## O que fazer
(a) Reescreva o texto sobre os oásis de névoa, tudo desde "O ecossistema de" até "para o interior.", trocando "quilômetros" por "milhas".
(b) Escreva a parte seguinte do texto sobre os oásis de névoa, começando logo após a última frase apresentada.

## Trecho fornecido
==================================================
Colinas de Cicasos no distrito de San Bartolo, no Peru, coberta de vegetação e flores - CORTESÍA MARÍA MIYASIRO
Colinas de Cicasos no distrito de San Bartolo, no Peru, coberta de vegetação e flores Imagem: CORTESÍA MARÍA MIYASIRO

Daniel Gonzalez Cappa

BBC News Mundo

01/10/2021 08h42Atualizada em 01/10/2021 14h21

Estendendo-se ao longo da costa do Pacífico do Peru e do Chile, os desertos hiperáridos de Sechura e Atacama são considerados os mais secos do mundo e um dos mais antigos. Mas todos os anos, apesar da secura, as colinas ficam verdes e se enchem de flores.

Essas "ilhas de vegetação" que surgem no meio da paisagem desértica são conhecidas como colinas no Peru ou "oásis de névoa" no Chile. E são assim chamadas porque as plantas dependem quase exclusivamente da névoa do mar.

É um equilíbrio frágil entre correntes oceânicas, ventos, altitude dos Andes e eventos climáticos extremos. E esse equilíbrio é tão volátil que qualquer variação implica uma mudança na cobertura vegetal das colinas.

Existem até oásis que só florescem uma vez a cada dez anos. Essas colinas chamaram a atenção de cientistas, que esperam entender como as mudanças climáticas influenciam em nossos ecossistemas em um ritmo muito mais rápido do que em outros lugares.

O cinturão desértico entre Peru e Chile é hiperárido e considerado o mais seco do mundo - CORTESÍA JUSTIN MOAT - CORTESÍA JUSTIN MOAT
O cinturão desértico entre Peru e Chile é hiperárido e considerado o mais seco do mundo
Imagem: CORTESÍA JUSTIN MOAT

Um grupo de especialistas da Inglaterra e do Peru conseguiu mapear com incrível precisão a extensão real das colinas: mais de 17 mil km quadrados, quatro vezes mais do que se conhecia.

Isso representa uma área dez vezes maior do que a cidade de Londres.

E não só isso, mas também descobriram que o oásis é um vasto habitat, repleto de plantas e flores endêmicas, muitas das quais têm pouco ou nenhum registro científico.

"É muito emocionante porque é o único sistema terrestre que reage incrivelmente rápido às mudanças nas temperaturas do mar. É como um indicador do que acontece nos oceanos, mas em terra", disse Justin Moat, cientista do Kew Botanic do Real London Garden, e principal autor do estudo.

"Normalmente, você percebe essas mudanças em 10, 20 ou 30 anos. Mas com o oásis de névoa, as mudanças são quase imediatas, em meses ou semanas, o que as torna muito úteis como indicadores climáticos", explica Moat.

Quando há umidade no ambiente, a paisagem desértica se enche de flores - CORTESÍA KEW GARDENS - CORTESÍA KEW GARDENS
Quando há umidade no ambiente, a paisagem desértica se enche de flores
Imagem: CORTESÍA KEW GARDENS

Olhando através das nuvens

O ecossistema de oásis de névoa se estende por mais de 3 mil km ao longo da costa do Oceano Pacífico.

Pode ir da Península Illescas (ao sul da cidade de Piura, no Peru) até o Parque Nacional Llanos de Challe, no Chile; e às vezes avança vários quilômetros para o interior.
==================================================
## Material fornecido
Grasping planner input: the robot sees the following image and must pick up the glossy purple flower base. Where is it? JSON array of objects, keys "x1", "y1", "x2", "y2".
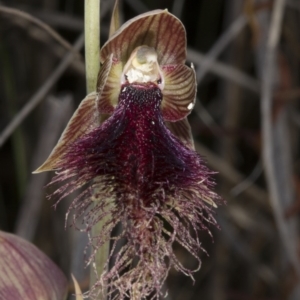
==================================================
## Respostas por tarefa
(a)
O ecossistema de oásis de névoa se estende por mais de 3 mil km ao longo da costa do Oceano Pacífico.

Pode ir da Península Illescas (ao sul da cidade de Piura, no Peru) até o Parque Nacional Llanos de Challe, no Chile; e às vezes avança vários milhas para o interior.

(b)
Sua produtividade máxima é entre os meses de agosto e setembro. Mas, às vezes, pode se estender até dezembro.

Trata-se de uma junção entre correntes, como a de Humboldt, e fenômenos climáticos como El Niño. Durante o inverno austral, as nuvens são atraídas para o interior, onde correm para as colinas e montanhas do deserto.

Durante esta época, a vegetação nas colinas torna-se verde e exuberante e muitas espécies de flores desabrocham.

Outros fatores, como a altitude, são fundamentais: em média, a vegetação das colinas floresce a cerca de 500 metros acima do nível do mar.

"É um evento muito esporádico. Ele cria toda uma manta de vegetação verde carregada de flores", diz Carolina Tovar, cientista do Kew Gardens e co-autora do estudo.

"O que os torna tão únicos é que são muito sazonais e extremamente sensíveis."

Dependendo do nível de umidade, a cobertura vegetal pode se expandir ou retrair. Qualquer variação no mar pode gerar menos nebulosidade e, portanto, menos oásis. Mas, se houver mais neblina, um número maior de sementes germinará.

Até o momento, não havia um mapa confiável que permitisse à comunidade científica conhecer a real extensão das colinas. Anteriormente, acreditava-se que as colinas cobriam uma área de menos de 2 mil km quadrados no Peru.

Essa imprecisão ocorria porque era muito difícil estudar os oásis de névoa, já que, quando ocorrem, são cobertos por nuvens, o que impede a obtenção de imagens de satélite.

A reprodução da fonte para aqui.